— Task directions —
Please revise the records below, replacing "occluded" with "partly hidden" wherever it appears and changing nothing else. Leave the pictures out of your answer.
━━━━━━━━━━━━━━━━━━━━
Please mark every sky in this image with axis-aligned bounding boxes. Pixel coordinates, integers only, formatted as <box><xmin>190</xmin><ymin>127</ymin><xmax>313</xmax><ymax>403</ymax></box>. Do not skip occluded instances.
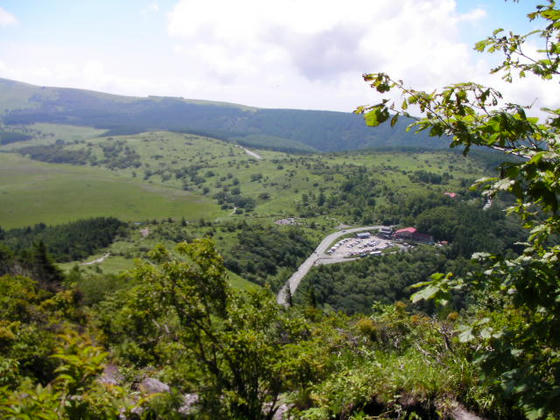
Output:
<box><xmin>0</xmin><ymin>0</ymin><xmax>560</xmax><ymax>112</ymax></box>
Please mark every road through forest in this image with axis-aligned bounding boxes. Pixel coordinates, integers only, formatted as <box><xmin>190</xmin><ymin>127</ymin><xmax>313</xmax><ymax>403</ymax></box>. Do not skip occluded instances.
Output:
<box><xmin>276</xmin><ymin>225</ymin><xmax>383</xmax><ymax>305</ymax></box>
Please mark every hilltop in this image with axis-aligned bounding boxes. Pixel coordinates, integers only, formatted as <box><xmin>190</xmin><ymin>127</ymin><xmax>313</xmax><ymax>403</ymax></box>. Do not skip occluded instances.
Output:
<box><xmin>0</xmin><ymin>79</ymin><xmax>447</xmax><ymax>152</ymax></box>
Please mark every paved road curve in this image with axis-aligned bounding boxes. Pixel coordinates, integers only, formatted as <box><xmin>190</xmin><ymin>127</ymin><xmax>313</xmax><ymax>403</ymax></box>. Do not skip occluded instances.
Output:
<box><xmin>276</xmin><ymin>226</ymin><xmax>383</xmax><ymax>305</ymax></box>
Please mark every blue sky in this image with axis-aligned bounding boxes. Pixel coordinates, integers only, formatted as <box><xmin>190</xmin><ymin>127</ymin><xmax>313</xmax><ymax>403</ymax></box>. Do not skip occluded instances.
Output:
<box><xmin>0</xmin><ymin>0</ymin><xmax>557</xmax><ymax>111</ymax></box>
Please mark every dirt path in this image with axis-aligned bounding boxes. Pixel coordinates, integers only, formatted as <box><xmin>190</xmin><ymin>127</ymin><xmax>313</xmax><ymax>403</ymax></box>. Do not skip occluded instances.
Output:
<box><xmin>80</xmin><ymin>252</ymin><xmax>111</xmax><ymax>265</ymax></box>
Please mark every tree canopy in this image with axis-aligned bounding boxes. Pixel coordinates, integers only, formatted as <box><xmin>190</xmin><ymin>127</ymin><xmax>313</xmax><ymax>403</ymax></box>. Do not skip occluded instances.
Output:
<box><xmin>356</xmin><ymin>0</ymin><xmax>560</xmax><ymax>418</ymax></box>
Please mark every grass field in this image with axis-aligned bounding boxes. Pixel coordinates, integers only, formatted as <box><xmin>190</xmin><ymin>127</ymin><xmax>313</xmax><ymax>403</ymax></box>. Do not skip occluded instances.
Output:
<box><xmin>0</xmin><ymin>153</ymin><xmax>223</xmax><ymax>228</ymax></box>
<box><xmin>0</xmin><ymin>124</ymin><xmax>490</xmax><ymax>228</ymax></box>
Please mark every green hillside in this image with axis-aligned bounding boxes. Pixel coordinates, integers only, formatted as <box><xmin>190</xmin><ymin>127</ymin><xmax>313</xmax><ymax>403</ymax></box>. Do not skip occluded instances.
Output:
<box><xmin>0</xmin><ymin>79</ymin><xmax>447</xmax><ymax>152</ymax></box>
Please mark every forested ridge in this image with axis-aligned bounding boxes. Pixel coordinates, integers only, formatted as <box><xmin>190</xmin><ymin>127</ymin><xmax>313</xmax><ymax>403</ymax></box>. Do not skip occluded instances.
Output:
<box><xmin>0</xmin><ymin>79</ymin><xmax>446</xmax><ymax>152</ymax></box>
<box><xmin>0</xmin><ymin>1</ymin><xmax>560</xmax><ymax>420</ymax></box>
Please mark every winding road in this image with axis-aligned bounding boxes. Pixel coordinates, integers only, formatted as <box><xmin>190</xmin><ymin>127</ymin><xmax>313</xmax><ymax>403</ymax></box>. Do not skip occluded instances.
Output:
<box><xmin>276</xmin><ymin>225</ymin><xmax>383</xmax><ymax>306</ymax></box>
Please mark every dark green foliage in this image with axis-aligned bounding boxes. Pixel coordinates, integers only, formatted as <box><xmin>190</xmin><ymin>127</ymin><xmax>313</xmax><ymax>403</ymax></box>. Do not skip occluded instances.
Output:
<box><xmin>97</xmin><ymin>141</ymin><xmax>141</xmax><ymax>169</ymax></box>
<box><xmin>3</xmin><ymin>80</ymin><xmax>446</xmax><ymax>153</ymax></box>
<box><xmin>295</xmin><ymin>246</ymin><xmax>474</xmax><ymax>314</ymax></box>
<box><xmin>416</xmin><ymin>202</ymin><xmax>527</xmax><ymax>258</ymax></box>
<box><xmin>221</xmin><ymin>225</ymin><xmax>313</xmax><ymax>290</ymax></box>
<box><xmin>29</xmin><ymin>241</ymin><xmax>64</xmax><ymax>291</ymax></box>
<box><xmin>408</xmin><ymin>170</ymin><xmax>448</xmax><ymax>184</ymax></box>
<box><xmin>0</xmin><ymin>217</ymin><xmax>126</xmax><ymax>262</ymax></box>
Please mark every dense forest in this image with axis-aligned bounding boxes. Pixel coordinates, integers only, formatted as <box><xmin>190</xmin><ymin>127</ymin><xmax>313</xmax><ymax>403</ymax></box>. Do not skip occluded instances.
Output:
━━━━━━━━━━━━━━━━━━━━
— Solution for this exercise —
Please mark every sky in this image with axis-aligned bounding boxes. Pixel coordinates, integers only, formatted as <box><xmin>190</xmin><ymin>127</ymin><xmax>313</xmax><ymax>403</ymax></box>. Do not skip partly hidden instances.
Output:
<box><xmin>0</xmin><ymin>0</ymin><xmax>560</xmax><ymax>112</ymax></box>
Please mark every road through forest in this image with axis-aligned bounding boxes. Pixel coordinates, integers only, formatted as <box><xmin>190</xmin><ymin>127</ymin><xmax>313</xmax><ymax>403</ymax></box>. Do not skip partly hidden instances.
Output:
<box><xmin>276</xmin><ymin>225</ymin><xmax>383</xmax><ymax>305</ymax></box>
Please mark every hilltop in this image with axis-aligned bounding boxes. Pixel coordinates, integers only, formatted as <box><xmin>190</xmin><ymin>127</ymin><xmax>313</xmax><ymax>403</ymax></box>. Do not skip partly hidden instances.
Output:
<box><xmin>0</xmin><ymin>79</ymin><xmax>447</xmax><ymax>152</ymax></box>
Please mark every paved road curve in this image with axis-aligned bounding boxes. Pixel coordinates, integers only, formatted as <box><xmin>190</xmin><ymin>127</ymin><xmax>313</xmax><ymax>403</ymax></box>. Do not skip partly hidden instances.
Output:
<box><xmin>276</xmin><ymin>226</ymin><xmax>383</xmax><ymax>305</ymax></box>
Please mark every blue sky in this image with axis-aligned bounding boxes. Pixel coordinates, integers only, formatted as <box><xmin>190</xmin><ymin>127</ymin><xmax>313</xmax><ymax>403</ymax></box>. Do not skip partly hidden instances.
Output:
<box><xmin>0</xmin><ymin>0</ymin><xmax>557</xmax><ymax>111</ymax></box>
Please mark every dirt path in this image with axis-aligned bounding boxes. Pixel coordinates, integers only, formatted as <box><xmin>190</xmin><ymin>127</ymin><xmax>313</xmax><ymax>403</ymax></box>. Do not skip partly hidden instances.
Output:
<box><xmin>80</xmin><ymin>252</ymin><xmax>111</xmax><ymax>265</ymax></box>
Please mark every tree canopy in this image with axis-aligned bounding boxes. Pixel coordinates, integers only, formatted as <box><xmin>190</xmin><ymin>127</ymin><xmax>313</xmax><ymax>403</ymax></box>. Do not skip partly hidden instances.
Output:
<box><xmin>356</xmin><ymin>0</ymin><xmax>560</xmax><ymax>418</ymax></box>
Please mark every grass field in this image with axis-aligned bounding boxes. Pixel coordinates, integers only, formatted as <box><xmin>190</xmin><ymin>127</ymin><xmax>313</xmax><ymax>403</ymax></box>. Do not skip partly hidden instances.
Output:
<box><xmin>0</xmin><ymin>153</ymin><xmax>223</xmax><ymax>228</ymax></box>
<box><xmin>0</xmin><ymin>124</ymin><xmax>490</xmax><ymax>228</ymax></box>
Please mark every green hillside in this image with axis-aligned bounding boxes. Pixel coordinates, integers only, formatted as <box><xmin>190</xmin><ymin>127</ymin><xmax>313</xmax><ymax>403</ymax></box>. Do not skip partly hidden instances.
Output:
<box><xmin>0</xmin><ymin>79</ymin><xmax>447</xmax><ymax>152</ymax></box>
Please mark every forested ridge in this image with axis-aligned bounding boxes. Pixel coordinates, integers only, formatted as <box><xmin>190</xmin><ymin>127</ymin><xmax>313</xmax><ymax>403</ymax></box>. Do not skip partly hidden instances.
Output:
<box><xmin>0</xmin><ymin>79</ymin><xmax>446</xmax><ymax>152</ymax></box>
<box><xmin>0</xmin><ymin>1</ymin><xmax>560</xmax><ymax>420</ymax></box>
Please mark every winding road in this image with axis-aligned bounding boxes. Pixel coordinates, integers only, formatted as <box><xmin>190</xmin><ymin>127</ymin><xmax>313</xmax><ymax>403</ymax></box>. Do not skip partly hidden instances.
Output:
<box><xmin>276</xmin><ymin>225</ymin><xmax>383</xmax><ymax>306</ymax></box>
Please mark every dark green foliage in this image with axis-aligned bounding boxes. Pixel coordinates, integers only, formatted as <box><xmin>190</xmin><ymin>127</ymin><xmax>313</xmax><ymax>403</ymax></box>. Do not skip partly hidden instances.
Output:
<box><xmin>97</xmin><ymin>141</ymin><xmax>141</xmax><ymax>169</ymax></box>
<box><xmin>3</xmin><ymin>80</ymin><xmax>446</xmax><ymax>153</ymax></box>
<box><xmin>295</xmin><ymin>246</ymin><xmax>474</xmax><ymax>314</ymax></box>
<box><xmin>416</xmin><ymin>202</ymin><xmax>527</xmax><ymax>258</ymax></box>
<box><xmin>221</xmin><ymin>225</ymin><xmax>313</xmax><ymax>290</ymax></box>
<box><xmin>29</xmin><ymin>241</ymin><xmax>64</xmax><ymax>291</ymax></box>
<box><xmin>408</xmin><ymin>170</ymin><xmax>448</xmax><ymax>184</ymax></box>
<box><xmin>0</xmin><ymin>217</ymin><xmax>126</xmax><ymax>262</ymax></box>
Please mark every dense forest in this image with axis-aligned bounding boxes. Pixel coordinates, integers only, formatted as <box><xmin>190</xmin><ymin>127</ymin><xmax>313</xmax><ymax>403</ymax></box>. Do not skip partly hidden instances.
Output:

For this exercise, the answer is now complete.